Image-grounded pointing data
Content starts

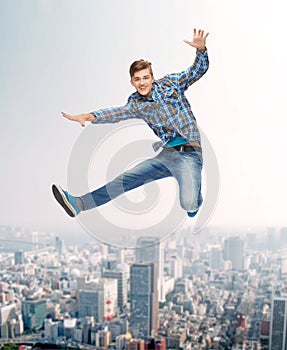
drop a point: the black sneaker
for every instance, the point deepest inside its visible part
(67, 201)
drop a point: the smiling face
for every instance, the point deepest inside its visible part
(142, 80)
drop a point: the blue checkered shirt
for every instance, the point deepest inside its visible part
(168, 111)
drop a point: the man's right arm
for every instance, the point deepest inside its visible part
(107, 115)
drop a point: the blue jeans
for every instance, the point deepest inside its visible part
(185, 167)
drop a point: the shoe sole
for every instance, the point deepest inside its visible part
(62, 200)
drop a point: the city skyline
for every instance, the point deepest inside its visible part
(51, 62)
(70, 293)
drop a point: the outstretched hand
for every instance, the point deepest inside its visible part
(199, 39)
(80, 118)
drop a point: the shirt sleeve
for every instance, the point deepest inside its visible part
(186, 78)
(114, 114)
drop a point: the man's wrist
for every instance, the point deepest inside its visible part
(90, 117)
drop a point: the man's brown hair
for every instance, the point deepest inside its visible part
(140, 65)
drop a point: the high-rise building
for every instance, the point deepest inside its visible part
(150, 249)
(136, 344)
(35, 240)
(98, 299)
(34, 313)
(175, 267)
(233, 251)
(278, 324)
(215, 261)
(143, 299)
(19, 257)
(122, 278)
(59, 245)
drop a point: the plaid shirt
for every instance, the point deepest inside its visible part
(168, 112)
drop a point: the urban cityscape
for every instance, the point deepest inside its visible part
(220, 289)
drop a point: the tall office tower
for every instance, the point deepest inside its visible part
(35, 240)
(59, 245)
(98, 299)
(272, 244)
(136, 344)
(34, 313)
(150, 249)
(215, 260)
(283, 235)
(122, 278)
(19, 257)
(278, 324)
(175, 267)
(233, 251)
(143, 299)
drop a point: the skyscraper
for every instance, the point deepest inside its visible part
(19, 257)
(233, 251)
(215, 258)
(144, 299)
(98, 299)
(34, 312)
(278, 325)
(122, 278)
(150, 250)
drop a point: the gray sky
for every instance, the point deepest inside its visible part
(74, 56)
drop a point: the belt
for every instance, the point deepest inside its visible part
(187, 148)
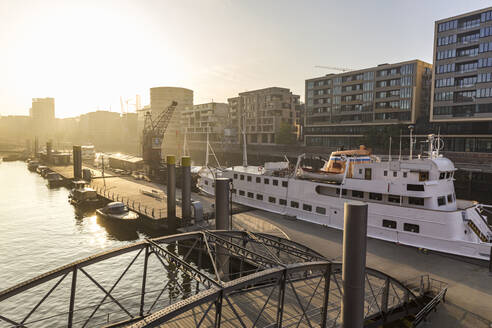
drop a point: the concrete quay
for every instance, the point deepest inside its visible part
(469, 297)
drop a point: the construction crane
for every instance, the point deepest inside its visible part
(153, 135)
(335, 68)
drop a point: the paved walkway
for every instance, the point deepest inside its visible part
(469, 296)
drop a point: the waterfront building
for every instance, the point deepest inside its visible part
(461, 105)
(198, 120)
(341, 108)
(264, 113)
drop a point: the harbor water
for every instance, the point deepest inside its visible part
(40, 230)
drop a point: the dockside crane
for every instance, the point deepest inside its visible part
(152, 138)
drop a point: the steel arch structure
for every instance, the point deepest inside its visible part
(176, 281)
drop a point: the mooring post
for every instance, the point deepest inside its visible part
(77, 162)
(186, 187)
(171, 193)
(354, 264)
(222, 222)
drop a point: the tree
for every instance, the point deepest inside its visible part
(285, 136)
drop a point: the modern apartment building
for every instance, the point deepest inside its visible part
(264, 113)
(198, 120)
(461, 104)
(340, 108)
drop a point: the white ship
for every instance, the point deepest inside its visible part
(411, 201)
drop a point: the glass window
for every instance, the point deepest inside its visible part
(411, 227)
(357, 193)
(389, 224)
(375, 196)
(416, 201)
(450, 198)
(393, 198)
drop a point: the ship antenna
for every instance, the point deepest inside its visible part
(390, 149)
(245, 152)
(399, 156)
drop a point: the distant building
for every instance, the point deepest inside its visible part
(461, 105)
(340, 108)
(198, 120)
(42, 114)
(102, 129)
(263, 113)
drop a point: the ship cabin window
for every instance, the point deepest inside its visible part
(357, 193)
(344, 191)
(412, 187)
(389, 224)
(416, 201)
(375, 196)
(411, 227)
(393, 198)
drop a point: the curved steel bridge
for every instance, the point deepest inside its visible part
(182, 281)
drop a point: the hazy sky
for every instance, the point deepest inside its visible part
(88, 53)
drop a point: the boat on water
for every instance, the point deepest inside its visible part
(32, 166)
(410, 201)
(54, 180)
(118, 213)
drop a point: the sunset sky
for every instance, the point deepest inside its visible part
(86, 54)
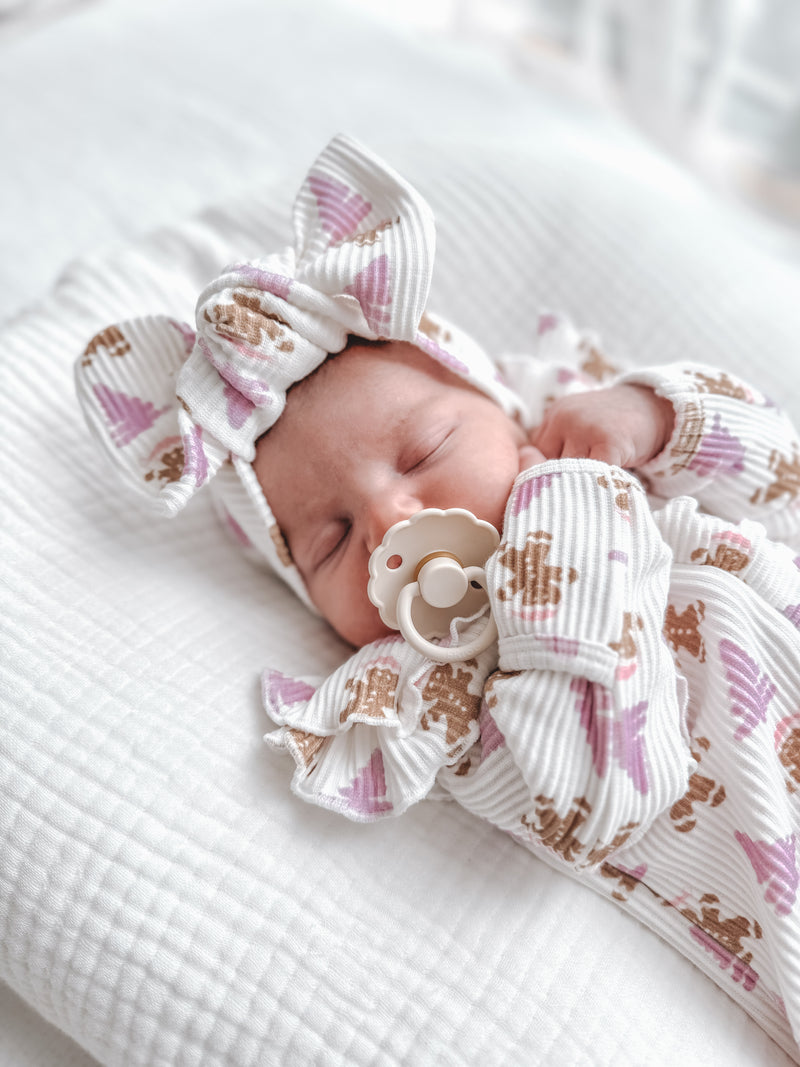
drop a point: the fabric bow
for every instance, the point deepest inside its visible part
(362, 264)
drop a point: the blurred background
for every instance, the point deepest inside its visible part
(714, 82)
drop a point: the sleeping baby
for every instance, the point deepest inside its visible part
(636, 722)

Content ends

In the entries above, how many lines include the word "ship"? Only the number should be given.

3